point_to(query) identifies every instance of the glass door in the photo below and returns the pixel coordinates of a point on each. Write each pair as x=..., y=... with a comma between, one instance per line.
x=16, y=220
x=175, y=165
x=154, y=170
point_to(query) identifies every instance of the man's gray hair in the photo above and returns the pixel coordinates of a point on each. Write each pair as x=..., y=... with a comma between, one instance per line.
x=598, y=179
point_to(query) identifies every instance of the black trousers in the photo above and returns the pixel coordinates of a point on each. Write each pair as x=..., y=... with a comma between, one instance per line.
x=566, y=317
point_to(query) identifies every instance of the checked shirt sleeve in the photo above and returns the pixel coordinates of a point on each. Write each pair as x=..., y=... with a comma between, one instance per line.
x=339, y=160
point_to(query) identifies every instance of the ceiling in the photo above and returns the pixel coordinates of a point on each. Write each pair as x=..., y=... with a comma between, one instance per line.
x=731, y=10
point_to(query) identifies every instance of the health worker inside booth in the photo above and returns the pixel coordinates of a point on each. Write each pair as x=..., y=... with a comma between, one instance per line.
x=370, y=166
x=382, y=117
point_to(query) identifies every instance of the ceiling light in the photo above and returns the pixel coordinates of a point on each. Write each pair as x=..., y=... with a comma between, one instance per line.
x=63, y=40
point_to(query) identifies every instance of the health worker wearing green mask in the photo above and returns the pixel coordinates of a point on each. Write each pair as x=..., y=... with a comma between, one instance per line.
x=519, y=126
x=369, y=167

+ + +

# Work to complete
Print all of the data above verbatim, reproducing each line without any alteration.

# Solution below
point_to(query) identifies every instance of the glass door in the photo below and returns the pixel coordinates of a point on each. Write each pair as x=..., y=... with a comma between, one instance per line.
x=16, y=220
x=175, y=165
x=154, y=170
point_to(query) identifies every instance of the man's gray hair in the photo above and returns the pixel coordinates of a point on each. Write each pair as x=..., y=... with a comma between, one instance per line.
x=598, y=179
point_to(query) identifies every instance of the black trousers in the photo above and returns the pixel coordinates of a point on each. Write each pair as x=..., y=... with a comma between, one instance per line.
x=566, y=317
point_to(query) identifies every instance of the checked shirt sleeve in the photo above and returns the pixel coordinates of a point on each. Write each pair as x=..., y=... with a comma between, one instance per line.
x=339, y=160
point_to(query) identifies every instance of the ceiling in the photo above and returns the pixel coordinates of a point on each. Write each pair as x=..., y=... with a comma between, one instance per line.
x=731, y=10
point_to(query) identifies every instance of the health worker inside booth in the photo above and returns the pixel coordinates of a point on each. Write each pair as x=..., y=... with a comma between, one instance per line.
x=370, y=166
x=382, y=117
point_to(query) identifies every instance of the ceiling light in the photo above and returns the pixel coordinates of a point on each. Write each pair as x=..., y=... with a comma between, one instance per line.
x=63, y=40
point_to(query) identifies every instance of the health worker wearing green mask in the photo above and returns the pixel coordinates of a point on each. Write each pair as x=..., y=... with a comma between, one instance per line.
x=519, y=126
x=369, y=167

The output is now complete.